▸ **DESCRIPTION OF THE TASK**
Continue the passage on dual-axis solar tracking, picking up after its last sentence.

The dual-axis system achieved an average power output of 1.85 W and an efficiency of 10.27%, representing a 157% improvement over the stationary setup and a 65% increase compared to the single-axis configuration. This significant gain is primarily due to the system’s capability to maintain optimal perpendicular alignment with solar radiation along both azimuth and elevation axes. Similar enhancements of 35–55% were reported by Barrios-Sánchez et al. (2025) and Ge et al. (2024) for comparable low-cost microcontroller-based trackers.
Figure 4 shows that the dual-axis tracker consistently maintained higher power levels throughout the day, even during off-peak hours. This consistent response validates the reliability of the LDR-based feedback control implemented in Arduino IDE, matching earlier observations by Muthukumar et al. (2023).
The results confirm that dual-axis solar tracking significantly improves PV output compared to stationary and single-axis systems. The stationary setup achieved an average power of 0.721 W (4.0% efficiency), the single-axis tracker 1.124 W (6.24%), and the dual-axis tracker 1.85 W (10.27%). Figure 4 shows that the dual-axis tracker consistently delivered higher power throughout the observation period, while Figure 5 highlights the efficiency advantage. The entire prototype was built at a cost of about 4040 BDT, which covered the Arduino controller, solar panel, buck converter, rechargeable batteries, servo motors, LDR sensors, and other small parts. Keeping the expenses this low shows that a dual-axis tracking system can be made both affordable and practical, making it a promising option for small-scale use in rural areas. The improved performance is due to the ability of the dual-axis system to align with both the sun’s azimuth and elevation, maximizing incident radiation capture. However, the prototype still operates below commercial benchmarks, which can exceed 30–40% gains, likely due to limitations in panel size, sensor resolution, and servo motor precision. Future work should integrate MPPT algorithms and more robust mechanical design to further increase efficiency and scalability.

▸ **MATERIAL SHOWN**
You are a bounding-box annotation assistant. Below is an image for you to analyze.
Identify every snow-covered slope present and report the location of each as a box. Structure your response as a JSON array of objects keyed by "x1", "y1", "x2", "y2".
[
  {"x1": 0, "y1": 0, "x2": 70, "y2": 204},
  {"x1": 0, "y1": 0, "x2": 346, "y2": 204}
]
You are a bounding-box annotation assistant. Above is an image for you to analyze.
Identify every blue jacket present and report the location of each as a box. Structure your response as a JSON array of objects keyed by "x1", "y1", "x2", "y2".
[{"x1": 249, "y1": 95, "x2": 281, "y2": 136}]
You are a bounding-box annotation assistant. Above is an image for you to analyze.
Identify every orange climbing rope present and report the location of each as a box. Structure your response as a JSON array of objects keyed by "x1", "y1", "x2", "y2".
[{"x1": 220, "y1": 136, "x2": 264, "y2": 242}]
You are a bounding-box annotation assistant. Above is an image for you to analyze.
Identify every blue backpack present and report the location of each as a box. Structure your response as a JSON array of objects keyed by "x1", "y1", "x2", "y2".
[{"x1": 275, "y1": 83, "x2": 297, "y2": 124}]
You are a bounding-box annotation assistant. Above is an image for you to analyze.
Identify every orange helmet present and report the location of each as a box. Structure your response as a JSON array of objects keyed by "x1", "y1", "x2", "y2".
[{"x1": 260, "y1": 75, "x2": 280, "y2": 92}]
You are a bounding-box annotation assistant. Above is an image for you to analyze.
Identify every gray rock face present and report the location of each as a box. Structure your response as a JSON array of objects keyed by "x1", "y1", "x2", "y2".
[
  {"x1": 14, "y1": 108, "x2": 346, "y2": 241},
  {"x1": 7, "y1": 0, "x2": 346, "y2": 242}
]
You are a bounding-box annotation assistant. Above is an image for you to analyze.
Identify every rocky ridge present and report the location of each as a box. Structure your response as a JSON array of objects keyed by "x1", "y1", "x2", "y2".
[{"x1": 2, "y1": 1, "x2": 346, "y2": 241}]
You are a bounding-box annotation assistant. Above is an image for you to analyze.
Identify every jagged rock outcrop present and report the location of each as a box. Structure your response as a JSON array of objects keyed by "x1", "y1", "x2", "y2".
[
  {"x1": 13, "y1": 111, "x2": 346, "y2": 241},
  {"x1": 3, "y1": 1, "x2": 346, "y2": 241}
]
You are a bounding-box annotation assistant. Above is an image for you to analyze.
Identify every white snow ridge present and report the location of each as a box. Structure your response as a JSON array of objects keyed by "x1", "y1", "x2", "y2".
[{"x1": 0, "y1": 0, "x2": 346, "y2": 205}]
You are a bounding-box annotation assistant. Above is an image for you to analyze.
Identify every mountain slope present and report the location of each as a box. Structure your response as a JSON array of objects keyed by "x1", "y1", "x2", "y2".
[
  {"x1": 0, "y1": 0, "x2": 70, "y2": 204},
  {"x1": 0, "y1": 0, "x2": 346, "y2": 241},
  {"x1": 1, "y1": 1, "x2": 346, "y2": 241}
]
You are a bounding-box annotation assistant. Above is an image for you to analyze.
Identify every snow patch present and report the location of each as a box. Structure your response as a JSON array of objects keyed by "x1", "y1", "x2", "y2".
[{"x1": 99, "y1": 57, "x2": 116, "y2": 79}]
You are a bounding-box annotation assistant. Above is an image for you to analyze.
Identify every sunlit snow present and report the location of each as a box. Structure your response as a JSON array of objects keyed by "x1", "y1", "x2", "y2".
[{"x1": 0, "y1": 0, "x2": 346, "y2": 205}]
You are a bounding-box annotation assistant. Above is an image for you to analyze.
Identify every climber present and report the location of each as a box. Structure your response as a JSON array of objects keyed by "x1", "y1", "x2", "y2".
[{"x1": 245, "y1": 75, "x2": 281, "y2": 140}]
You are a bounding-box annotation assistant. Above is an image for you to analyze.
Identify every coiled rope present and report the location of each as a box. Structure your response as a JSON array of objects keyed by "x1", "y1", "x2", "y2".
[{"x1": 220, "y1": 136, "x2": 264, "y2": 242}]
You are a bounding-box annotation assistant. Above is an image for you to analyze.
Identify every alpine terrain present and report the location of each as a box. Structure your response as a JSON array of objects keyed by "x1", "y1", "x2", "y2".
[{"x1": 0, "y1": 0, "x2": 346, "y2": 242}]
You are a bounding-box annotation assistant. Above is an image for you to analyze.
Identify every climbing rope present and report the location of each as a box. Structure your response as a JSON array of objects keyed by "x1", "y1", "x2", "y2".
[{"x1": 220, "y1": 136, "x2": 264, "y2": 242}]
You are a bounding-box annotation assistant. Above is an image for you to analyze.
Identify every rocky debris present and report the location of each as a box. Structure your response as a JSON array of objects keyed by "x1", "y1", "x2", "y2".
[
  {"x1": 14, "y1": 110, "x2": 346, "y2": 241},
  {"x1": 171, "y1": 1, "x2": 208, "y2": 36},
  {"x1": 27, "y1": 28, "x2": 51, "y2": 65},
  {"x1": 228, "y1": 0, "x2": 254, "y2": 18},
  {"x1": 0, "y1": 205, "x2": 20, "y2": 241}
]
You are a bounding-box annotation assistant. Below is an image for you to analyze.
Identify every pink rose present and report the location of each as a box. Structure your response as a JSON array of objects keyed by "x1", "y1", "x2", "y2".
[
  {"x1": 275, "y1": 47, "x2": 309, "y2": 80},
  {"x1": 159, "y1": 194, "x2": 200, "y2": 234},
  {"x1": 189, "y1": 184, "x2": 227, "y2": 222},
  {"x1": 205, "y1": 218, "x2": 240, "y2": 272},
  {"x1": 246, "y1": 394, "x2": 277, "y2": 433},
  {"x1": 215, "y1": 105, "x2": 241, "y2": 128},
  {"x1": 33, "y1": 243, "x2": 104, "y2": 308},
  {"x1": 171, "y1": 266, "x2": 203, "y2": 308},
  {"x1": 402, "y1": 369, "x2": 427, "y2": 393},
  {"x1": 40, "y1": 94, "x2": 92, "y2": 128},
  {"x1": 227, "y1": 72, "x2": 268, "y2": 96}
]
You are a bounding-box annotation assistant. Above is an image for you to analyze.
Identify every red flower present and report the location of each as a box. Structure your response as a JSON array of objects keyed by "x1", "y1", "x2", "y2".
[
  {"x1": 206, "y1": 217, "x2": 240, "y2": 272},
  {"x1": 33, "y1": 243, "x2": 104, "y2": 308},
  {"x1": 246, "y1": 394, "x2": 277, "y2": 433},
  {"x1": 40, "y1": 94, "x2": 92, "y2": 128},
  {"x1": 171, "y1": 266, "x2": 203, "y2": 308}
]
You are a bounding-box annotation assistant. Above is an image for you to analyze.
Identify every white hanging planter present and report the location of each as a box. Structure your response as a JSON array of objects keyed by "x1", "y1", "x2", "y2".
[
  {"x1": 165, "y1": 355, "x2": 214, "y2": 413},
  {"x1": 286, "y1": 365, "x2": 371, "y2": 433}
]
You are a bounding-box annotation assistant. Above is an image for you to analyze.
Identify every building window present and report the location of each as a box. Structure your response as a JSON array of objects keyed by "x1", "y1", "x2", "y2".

▸ **RESULT OF THE EXERCISE**
As depicted in Figure 5, the dual-axis system achieved over 2.5 times the efficiency of the stationary configuration, verifying the technical hypothesis proposed in Section 1. This confirms that cost-effective dual-axis designs can deliver measurable improvements in energy harvesting without resorting to complex or expensive components. When compared to previous studies, the proposed system offers a more favorable cost-to-performance ratio. For instance, the present prototype achieved 10.27% efficiency at a total cost of 4040 BDT, whereas similar dual-axis designs from Kanwal et al. (2023) and Demirdelen et al. (2023) required higher costs exceeding 10,000 BDT. Despite its low-cost structure, the system’s efficiency remains within the 9–12% range typically reported in laboratory-scale dual-axis models (Babatunde et al., 2025; Ge et al., 2024). These findings confirm that affordability and functionality can be combined successfully in a single design, meeting the original research objective of balancing cost and performance.
4.2 Economic and practical feasibility
The complete system was fabricated for approximately 4040 BDT (equivalent to USD 36), including the solar panel, Arduino controller, LDR sensors, servo motors, and buck converter. This low production cost highlights the potential of microcontroller-based solar trackers for rural electrification in developing countries. Similar findings by Kanwal et al. (2023) demonstrate that affordable, sensor-based dual-axis systems are practical for small-scale distributed generation. Moreover, the proposed system’s high cost-to-efficiency ratio strengthens its viability for off-grid energy applications.
4.3 Discussion and limitations
The enhanced performance of the dual-axis tracker results from its ability to maintain optimal solar alignment in both axes, thus reducing cosine and shading losses. However, the achieved 10.27% efficiency is below that of industrial-grade trackers (30–40%), primarily due to the smaller panel capacity, limited servo torque, and moderate LDR sensitivity. These constraints are consistent with the mechanical and optical limitations discussed by Hafez et al. (2018) and Muthukumar et al. (2023) in similar low-cost designs.
Future work should focus on improving control precision through hybrid astronomical–sensor algorithms, MPPT (Maximum Power Point Tracking) integration, and IoT-based monitoring. Such improvements would enhance operational reliability and scalability, allowing real-time performance tracking and adaptive control, as suggested by Babatunde et al. (2025) and Ge et al. (2024).
4.4 Future work
While the current prototype demonstrated reliable operation and clear performance gains, several areas for enhancement remain. Future research should focus on integrating a Maximum Power Point Tracking (MPPT) algorithm to dynamically optimize power conversion under fluctuating irradiance. IoT-enabled data acquisition can be incorporated for real-time monitoring, predictive maintenance, and cloud-based performance analytics. Mechanical improvements such as precision stepper motors and weatherproof enclosures can increase durability and tracking accuracy. Furthermore, scaling the system for higher-capacity PV modules and hybridizing the control logic with astronomical models could make it suitable for commercial microgrid applications. Finally, economic optimization using life-cycle cost analysis and field trials in rural installations would provide valuable insights into large-scale deployment feasibility.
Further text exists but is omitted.